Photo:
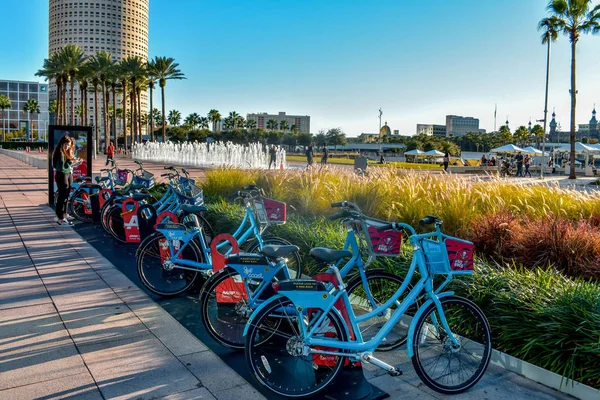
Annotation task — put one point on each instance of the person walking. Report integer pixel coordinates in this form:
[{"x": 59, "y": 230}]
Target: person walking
[
  {"x": 110, "y": 153},
  {"x": 519, "y": 161},
  {"x": 63, "y": 159},
  {"x": 273, "y": 157},
  {"x": 446, "y": 161},
  {"x": 309, "y": 155},
  {"x": 527, "y": 163},
  {"x": 325, "y": 155}
]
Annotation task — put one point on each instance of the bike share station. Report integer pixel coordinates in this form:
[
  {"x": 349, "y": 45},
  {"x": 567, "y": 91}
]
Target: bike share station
[{"x": 139, "y": 221}]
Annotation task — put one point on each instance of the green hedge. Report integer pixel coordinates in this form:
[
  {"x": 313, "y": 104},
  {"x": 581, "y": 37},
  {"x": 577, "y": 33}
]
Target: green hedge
[
  {"x": 23, "y": 145},
  {"x": 537, "y": 315}
]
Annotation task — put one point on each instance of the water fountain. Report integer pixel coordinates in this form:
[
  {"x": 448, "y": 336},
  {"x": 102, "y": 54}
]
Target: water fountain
[{"x": 216, "y": 154}]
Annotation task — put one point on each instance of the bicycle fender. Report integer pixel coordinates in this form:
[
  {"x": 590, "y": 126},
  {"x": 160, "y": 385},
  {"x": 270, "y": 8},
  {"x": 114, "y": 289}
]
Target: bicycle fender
[
  {"x": 257, "y": 310},
  {"x": 413, "y": 323}
]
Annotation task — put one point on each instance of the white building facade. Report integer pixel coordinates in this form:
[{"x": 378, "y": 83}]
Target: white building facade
[{"x": 302, "y": 122}]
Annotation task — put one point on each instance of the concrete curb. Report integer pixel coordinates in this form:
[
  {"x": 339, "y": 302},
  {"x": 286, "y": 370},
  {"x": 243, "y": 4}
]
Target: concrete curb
[{"x": 543, "y": 376}]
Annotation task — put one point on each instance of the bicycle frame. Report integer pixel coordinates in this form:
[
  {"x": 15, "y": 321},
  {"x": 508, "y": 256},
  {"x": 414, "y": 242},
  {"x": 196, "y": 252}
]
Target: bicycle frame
[{"x": 325, "y": 301}]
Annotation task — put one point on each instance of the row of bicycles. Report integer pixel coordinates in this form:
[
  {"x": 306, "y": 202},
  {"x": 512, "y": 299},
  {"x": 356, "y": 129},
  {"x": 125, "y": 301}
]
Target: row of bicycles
[{"x": 298, "y": 332}]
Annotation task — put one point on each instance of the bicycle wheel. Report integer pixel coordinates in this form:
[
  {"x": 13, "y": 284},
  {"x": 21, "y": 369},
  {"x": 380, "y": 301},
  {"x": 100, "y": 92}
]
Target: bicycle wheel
[
  {"x": 446, "y": 368},
  {"x": 381, "y": 286},
  {"x": 116, "y": 225},
  {"x": 224, "y": 307},
  {"x": 293, "y": 261},
  {"x": 76, "y": 204},
  {"x": 165, "y": 278},
  {"x": 275, "y": 356}
]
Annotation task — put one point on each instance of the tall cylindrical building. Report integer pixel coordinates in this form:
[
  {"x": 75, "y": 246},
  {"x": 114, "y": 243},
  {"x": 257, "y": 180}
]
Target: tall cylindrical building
[{"x": 119, "y": 27}]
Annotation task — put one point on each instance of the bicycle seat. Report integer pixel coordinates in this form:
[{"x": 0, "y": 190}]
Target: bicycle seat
[
  {"x": 273, "y": 251},
  {"x": 328, "y": 255},
  {"x": 189, "y": 209},
  {"x": 140, "y": 196}
]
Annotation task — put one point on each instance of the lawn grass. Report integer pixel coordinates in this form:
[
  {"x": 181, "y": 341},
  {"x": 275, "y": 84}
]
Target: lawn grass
[{"x": 347, "y": 161}]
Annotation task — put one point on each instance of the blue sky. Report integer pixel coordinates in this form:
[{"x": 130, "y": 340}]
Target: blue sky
[{"x": 339, "y": 61}]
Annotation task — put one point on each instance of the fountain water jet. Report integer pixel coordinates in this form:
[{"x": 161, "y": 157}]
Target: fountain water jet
[{"x": 216, "y": 154}]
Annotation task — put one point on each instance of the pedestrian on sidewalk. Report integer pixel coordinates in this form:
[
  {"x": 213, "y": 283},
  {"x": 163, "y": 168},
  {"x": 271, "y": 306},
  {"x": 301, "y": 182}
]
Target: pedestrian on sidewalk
[
  {"x": 110, "y": 153},
  {"x": 63, "y": 159}
]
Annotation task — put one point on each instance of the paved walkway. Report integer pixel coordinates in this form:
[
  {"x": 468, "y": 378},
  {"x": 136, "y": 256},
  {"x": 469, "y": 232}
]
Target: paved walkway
[{"x": 72, "y": 326}]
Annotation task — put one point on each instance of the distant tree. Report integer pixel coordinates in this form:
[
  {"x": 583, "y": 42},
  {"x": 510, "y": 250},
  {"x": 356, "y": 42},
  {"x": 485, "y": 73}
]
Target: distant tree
[
  {"x": 521, "y": 135},
  {"x": 272, "y": 124},
  {"x": 174, "y": 118},
  {"x": 335, "y": 137},
  {"x": 538, "y": 133},
  {"x": 284, "y": 126}
]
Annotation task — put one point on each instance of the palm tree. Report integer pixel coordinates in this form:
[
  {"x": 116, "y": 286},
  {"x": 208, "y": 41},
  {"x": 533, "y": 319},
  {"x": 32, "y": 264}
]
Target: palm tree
[
  {"x": 174, "y": 118},
  {"x": 215, "y": 117},
  {"x": 74, "y": 59},
  {"x": 165, "y": 69},
  {"x": 251, "y": 124},
  {"x": 233, "y": 116},
  {"x": 272, "y": 124},
  {"x": 284, "y": 125},
  {"x": 203, "y": 123},
  {"x": 30, "y": 107},
  {"x": 151, "y": 76},
  {"x": 573, "y": 18},
  {"x": 4, "y": 105},
  {"x": 192, "y": 120}
]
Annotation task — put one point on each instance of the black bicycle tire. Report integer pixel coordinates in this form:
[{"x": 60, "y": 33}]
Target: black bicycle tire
[
  {"x": 485, "y": 359},
  {"x": 147, "y": 285},
  {"x": 208, "y": 288},
  {"x": 338, "y": 324}
]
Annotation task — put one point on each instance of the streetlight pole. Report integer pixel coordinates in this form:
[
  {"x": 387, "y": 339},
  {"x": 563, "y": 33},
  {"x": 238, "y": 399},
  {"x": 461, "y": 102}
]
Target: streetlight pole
[
  {"x": 545, "y": 106},
  {"x": 380, "y": 114}
]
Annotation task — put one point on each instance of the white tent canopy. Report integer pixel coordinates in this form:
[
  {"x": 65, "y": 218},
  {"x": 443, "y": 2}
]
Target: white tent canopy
[
  {"x": 434, "y": 153},
  {"x": 509, "y": 148},
  {"x": 533, "y": 151},
  {"x": 579, "y": 148},
  {"x": 415, "y": 152}
]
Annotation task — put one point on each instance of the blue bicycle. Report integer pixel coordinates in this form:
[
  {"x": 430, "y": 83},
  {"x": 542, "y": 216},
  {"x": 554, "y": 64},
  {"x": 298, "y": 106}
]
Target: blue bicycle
[
  {"x": 298, "y": 340},
  {"x": 170, "y": 261},
  {"x": 229, "y": 296}
]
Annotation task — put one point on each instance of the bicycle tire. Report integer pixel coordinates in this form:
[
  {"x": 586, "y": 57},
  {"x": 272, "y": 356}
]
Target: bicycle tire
[
  {"x": 173, "y": 282},
  {"x": 77, "y": 207},
  {"x": 469, "y": 328},
  {"x": 293, "y": 260},
  {"x": 223, "y": 308},
  {"x": 116, "y": 225},
  {"x": 283, "y": 379},
  {"x": 382, "y": 286}
]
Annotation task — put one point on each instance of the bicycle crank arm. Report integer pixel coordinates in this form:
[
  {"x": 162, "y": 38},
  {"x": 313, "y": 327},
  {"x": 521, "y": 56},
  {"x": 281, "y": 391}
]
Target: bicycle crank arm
[{"x": 392, "y": 371}]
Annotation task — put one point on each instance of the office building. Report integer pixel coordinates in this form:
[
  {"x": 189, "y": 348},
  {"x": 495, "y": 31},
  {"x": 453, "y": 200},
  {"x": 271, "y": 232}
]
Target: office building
[
  {"x": 15, "y": 119},
  {"x": 301, "y": 122},
  {"x": 431, "y": 130},
  {"x": 119, "y": 27},
  {"x": 460, "y": 126}
]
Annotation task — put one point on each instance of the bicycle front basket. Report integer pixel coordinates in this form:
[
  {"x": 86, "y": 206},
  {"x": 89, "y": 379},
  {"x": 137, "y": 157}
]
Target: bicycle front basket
[
  {"x": 276, "y": 211},
  {"x": 384, "y": 243},
  {"x": 121, "y": 177},
  {"x": 146, "y": 178},
  {"x": 194, "y": 196},
  {"x": 450, "y": 256}
]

> Goal of the exercise
Reproduce word for word the part of the listing that opens with the line containing "the bicycle crank" and closes with the line containing "Target: bicycle crank arm", including both of those lines.

> Response
Annotation task — put one point on each instance of the bicycle crank arm. Report integer pixel coordinates in this form:
[
  {"x": 162, "y": 38},
  {"x": 313, "y": 327},
  {"x": 521, "y": 56},
  {"x": 281, "y": 391}
]
Target: bicycle crank arm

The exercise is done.